## Entries for pointing to labeled objects
──────
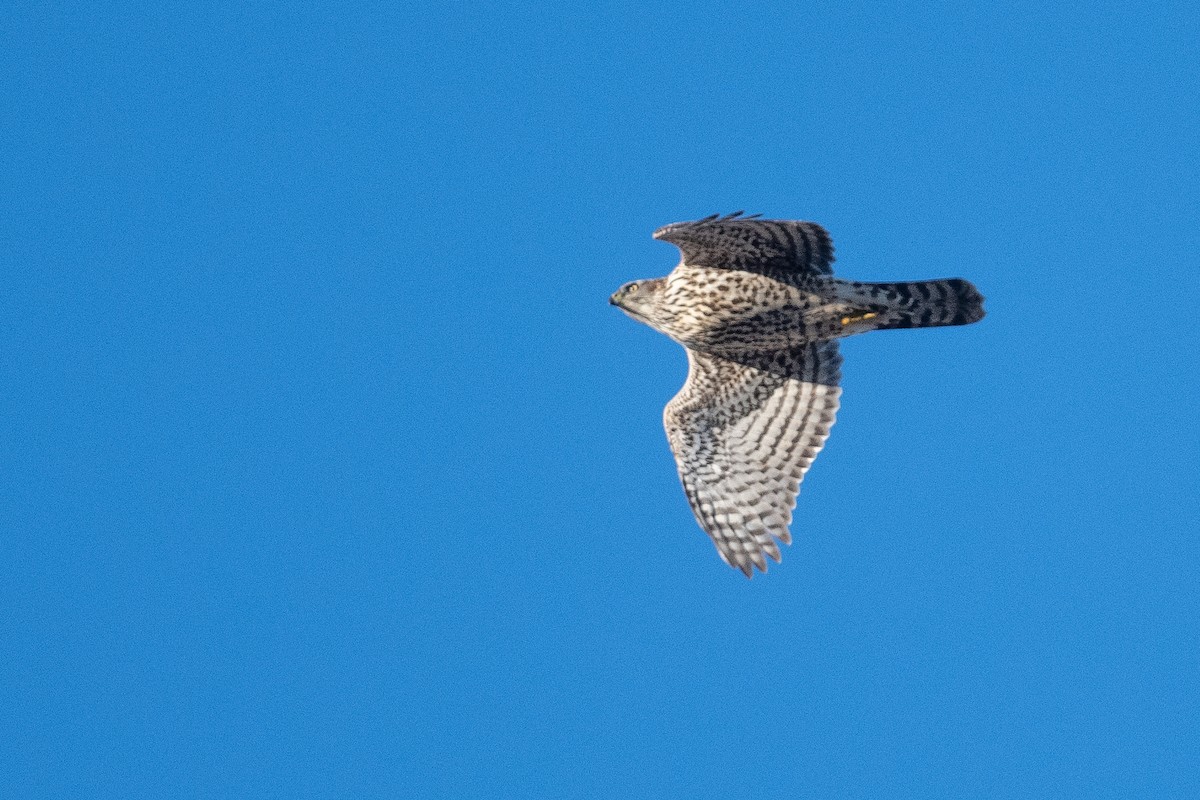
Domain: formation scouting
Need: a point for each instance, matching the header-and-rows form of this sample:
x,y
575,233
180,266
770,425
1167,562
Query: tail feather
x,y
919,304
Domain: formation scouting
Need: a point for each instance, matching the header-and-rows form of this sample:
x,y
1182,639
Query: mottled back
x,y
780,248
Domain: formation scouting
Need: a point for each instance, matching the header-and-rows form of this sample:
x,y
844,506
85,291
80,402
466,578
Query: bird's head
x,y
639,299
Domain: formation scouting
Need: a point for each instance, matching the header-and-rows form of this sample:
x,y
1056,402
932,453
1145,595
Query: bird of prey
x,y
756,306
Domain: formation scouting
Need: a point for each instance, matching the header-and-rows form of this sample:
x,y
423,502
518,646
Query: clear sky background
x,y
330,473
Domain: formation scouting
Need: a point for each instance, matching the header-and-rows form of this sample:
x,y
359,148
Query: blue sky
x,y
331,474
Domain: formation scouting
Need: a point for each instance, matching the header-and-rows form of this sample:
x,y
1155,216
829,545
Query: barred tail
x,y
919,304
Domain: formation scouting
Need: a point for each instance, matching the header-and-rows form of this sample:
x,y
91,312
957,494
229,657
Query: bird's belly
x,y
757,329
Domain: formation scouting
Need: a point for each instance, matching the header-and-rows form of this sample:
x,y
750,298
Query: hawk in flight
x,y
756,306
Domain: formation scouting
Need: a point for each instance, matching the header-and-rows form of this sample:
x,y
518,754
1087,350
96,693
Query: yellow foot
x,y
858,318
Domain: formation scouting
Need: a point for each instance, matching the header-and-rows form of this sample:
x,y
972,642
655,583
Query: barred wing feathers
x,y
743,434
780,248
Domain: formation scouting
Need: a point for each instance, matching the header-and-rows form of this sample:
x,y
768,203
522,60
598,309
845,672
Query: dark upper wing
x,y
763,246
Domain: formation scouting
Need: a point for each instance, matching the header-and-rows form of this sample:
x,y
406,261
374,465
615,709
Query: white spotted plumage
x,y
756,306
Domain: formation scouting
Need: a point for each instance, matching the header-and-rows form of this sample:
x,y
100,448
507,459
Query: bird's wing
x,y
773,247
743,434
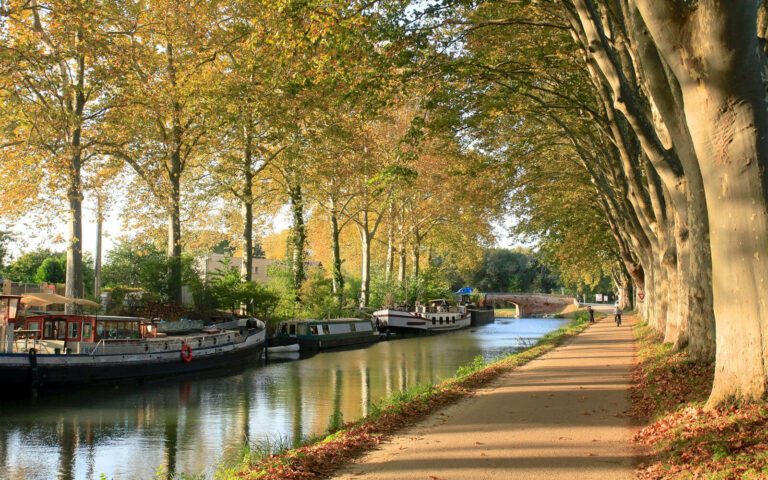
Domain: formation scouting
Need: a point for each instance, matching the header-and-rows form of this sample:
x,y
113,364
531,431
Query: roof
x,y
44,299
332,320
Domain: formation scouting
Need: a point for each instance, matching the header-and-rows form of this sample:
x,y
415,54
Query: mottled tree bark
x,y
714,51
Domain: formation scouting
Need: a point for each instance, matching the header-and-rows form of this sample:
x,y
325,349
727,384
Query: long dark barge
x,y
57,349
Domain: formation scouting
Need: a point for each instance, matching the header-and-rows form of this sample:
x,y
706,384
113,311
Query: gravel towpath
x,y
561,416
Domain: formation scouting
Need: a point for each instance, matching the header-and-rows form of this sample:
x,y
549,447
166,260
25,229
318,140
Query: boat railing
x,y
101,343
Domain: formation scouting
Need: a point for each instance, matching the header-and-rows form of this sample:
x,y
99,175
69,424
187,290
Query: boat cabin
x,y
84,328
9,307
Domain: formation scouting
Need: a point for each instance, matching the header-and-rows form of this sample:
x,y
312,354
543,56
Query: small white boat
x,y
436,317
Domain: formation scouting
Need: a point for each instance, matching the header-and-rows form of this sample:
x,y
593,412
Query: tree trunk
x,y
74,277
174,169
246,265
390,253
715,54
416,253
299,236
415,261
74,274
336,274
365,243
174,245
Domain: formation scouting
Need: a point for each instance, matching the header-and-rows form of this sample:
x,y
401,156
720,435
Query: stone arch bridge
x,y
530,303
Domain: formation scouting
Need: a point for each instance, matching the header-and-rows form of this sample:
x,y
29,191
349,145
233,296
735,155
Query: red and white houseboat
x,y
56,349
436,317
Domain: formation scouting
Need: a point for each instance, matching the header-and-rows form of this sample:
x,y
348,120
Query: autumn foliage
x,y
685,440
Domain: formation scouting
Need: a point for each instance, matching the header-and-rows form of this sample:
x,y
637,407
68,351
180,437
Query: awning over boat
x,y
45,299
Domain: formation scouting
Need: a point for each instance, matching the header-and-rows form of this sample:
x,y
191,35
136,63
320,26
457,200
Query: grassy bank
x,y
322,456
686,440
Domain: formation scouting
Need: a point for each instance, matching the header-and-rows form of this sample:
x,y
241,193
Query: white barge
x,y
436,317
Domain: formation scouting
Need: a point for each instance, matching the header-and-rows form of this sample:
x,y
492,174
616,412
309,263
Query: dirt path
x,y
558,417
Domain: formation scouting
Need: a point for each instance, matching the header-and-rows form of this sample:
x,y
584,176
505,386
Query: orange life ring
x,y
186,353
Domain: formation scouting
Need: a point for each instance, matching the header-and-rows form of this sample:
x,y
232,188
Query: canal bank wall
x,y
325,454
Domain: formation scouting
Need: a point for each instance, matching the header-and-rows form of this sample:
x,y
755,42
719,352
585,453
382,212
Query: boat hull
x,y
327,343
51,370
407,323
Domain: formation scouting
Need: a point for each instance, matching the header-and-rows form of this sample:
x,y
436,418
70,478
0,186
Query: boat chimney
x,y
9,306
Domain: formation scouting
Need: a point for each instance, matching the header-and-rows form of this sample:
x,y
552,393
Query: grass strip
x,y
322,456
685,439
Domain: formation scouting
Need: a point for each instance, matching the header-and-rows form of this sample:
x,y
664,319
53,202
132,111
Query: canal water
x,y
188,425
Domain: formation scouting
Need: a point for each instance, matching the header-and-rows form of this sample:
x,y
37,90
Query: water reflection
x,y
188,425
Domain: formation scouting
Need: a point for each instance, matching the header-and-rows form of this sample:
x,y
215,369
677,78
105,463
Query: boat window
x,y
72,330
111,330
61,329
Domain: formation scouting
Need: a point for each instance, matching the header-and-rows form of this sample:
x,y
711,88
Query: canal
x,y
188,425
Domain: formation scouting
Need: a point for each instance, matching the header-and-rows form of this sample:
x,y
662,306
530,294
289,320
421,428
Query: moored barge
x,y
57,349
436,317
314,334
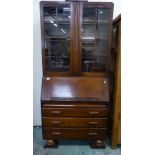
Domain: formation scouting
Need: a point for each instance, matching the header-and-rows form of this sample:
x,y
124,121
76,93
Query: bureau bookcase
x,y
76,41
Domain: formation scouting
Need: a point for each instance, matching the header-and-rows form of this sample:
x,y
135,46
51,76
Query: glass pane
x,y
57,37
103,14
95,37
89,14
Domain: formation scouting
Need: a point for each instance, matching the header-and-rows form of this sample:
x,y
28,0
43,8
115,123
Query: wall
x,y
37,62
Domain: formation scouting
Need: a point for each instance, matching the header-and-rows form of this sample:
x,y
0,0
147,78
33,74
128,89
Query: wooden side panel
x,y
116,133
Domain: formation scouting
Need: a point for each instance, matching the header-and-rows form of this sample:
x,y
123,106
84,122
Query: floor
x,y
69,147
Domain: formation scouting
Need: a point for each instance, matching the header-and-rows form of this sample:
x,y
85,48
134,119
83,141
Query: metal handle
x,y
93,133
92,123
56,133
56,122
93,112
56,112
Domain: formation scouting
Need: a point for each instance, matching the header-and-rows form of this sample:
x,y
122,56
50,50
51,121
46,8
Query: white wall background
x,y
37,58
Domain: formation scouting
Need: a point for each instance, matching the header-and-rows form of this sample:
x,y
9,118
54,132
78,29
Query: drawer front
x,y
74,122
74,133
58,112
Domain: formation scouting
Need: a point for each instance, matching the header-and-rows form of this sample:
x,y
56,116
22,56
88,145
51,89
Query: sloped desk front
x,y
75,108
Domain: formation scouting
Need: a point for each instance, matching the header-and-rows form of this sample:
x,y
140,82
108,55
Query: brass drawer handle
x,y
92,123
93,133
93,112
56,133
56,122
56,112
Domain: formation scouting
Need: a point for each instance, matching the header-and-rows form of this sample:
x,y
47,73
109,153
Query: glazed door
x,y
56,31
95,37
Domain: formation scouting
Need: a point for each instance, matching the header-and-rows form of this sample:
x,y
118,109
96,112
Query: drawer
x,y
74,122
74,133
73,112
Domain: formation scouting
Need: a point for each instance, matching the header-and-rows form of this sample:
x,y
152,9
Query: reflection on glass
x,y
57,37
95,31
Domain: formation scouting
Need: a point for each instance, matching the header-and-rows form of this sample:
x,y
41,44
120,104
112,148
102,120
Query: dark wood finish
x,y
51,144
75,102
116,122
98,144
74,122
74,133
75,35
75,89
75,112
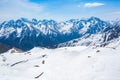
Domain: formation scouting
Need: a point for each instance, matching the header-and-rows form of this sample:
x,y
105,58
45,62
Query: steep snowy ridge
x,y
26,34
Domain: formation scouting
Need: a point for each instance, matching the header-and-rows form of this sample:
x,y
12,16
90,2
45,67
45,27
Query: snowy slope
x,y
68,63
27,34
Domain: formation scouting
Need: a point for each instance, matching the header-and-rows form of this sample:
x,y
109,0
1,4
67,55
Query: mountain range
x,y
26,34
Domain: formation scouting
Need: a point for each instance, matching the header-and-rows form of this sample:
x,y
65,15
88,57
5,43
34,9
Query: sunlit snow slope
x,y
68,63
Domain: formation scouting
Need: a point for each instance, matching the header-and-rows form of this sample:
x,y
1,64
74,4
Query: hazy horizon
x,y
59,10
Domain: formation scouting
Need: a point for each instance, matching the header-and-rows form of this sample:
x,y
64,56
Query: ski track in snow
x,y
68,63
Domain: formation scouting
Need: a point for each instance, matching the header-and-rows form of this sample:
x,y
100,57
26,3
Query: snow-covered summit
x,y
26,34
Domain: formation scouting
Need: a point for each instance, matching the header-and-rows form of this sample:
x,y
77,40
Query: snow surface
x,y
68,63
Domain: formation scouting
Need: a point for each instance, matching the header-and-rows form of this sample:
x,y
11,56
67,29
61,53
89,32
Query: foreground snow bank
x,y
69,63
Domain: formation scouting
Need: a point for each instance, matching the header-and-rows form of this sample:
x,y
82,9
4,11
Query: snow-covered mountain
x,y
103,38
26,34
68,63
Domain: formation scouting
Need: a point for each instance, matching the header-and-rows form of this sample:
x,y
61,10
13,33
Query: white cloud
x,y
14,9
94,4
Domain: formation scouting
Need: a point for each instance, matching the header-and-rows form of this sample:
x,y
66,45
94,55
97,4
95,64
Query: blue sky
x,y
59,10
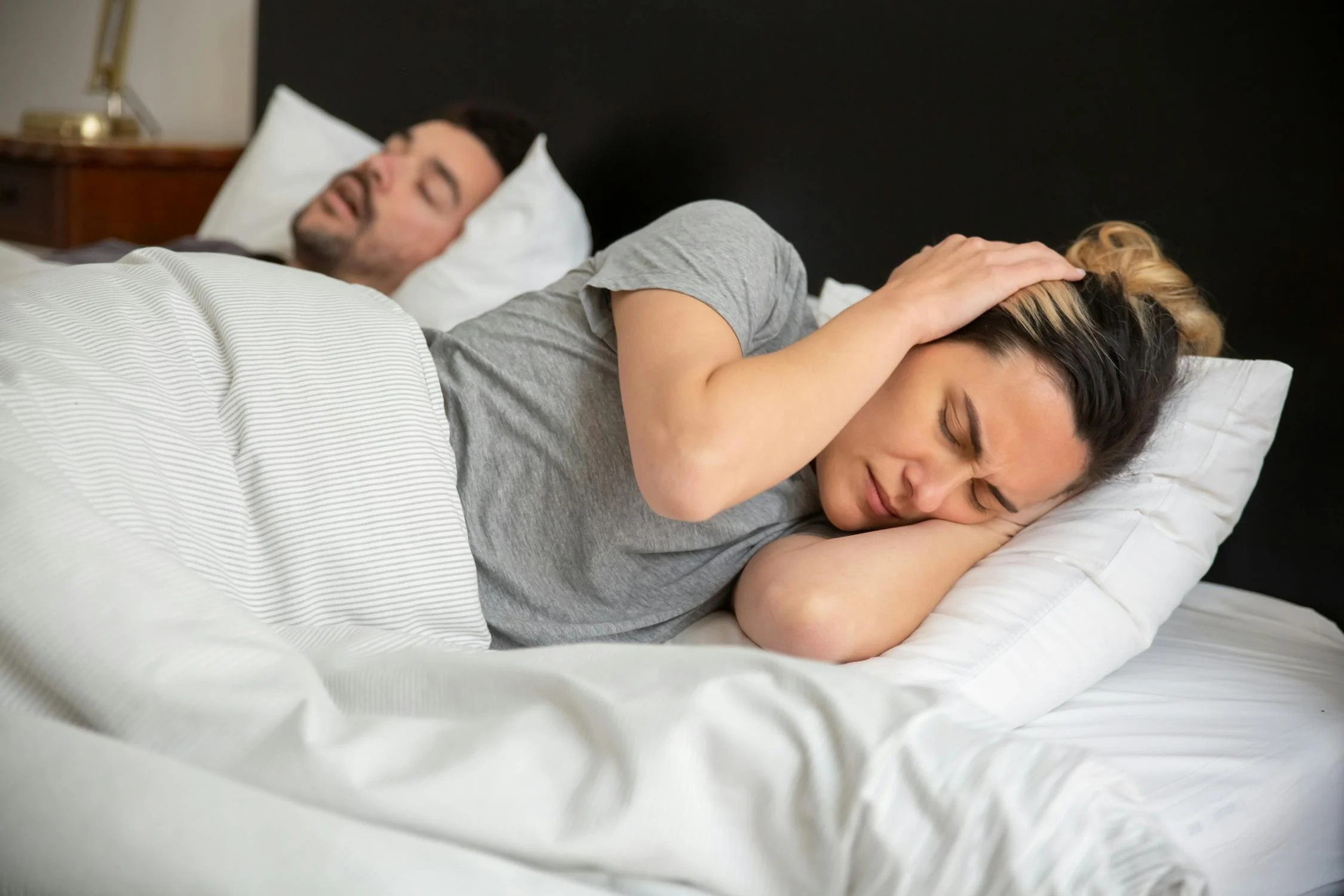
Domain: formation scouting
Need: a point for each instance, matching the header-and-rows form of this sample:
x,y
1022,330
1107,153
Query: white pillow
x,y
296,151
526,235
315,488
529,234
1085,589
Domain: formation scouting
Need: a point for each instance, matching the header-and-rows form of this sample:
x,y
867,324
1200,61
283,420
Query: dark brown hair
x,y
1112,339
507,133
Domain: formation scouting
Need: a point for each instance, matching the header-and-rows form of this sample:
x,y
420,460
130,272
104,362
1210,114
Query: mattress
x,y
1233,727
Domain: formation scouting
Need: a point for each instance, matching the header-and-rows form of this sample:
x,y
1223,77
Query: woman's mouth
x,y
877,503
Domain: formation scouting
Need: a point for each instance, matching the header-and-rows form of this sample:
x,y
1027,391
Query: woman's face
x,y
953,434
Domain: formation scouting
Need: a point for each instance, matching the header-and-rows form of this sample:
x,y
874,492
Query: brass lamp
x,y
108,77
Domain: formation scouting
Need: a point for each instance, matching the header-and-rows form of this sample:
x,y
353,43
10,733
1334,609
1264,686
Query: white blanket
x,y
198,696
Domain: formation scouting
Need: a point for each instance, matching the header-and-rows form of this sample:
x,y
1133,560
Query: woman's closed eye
──────
## What to produce
Return every line of the data above that contains the string "tree". Treat the match as case-sensitive.

## The completed task
Query: mottled tree bark
Query: tree trunk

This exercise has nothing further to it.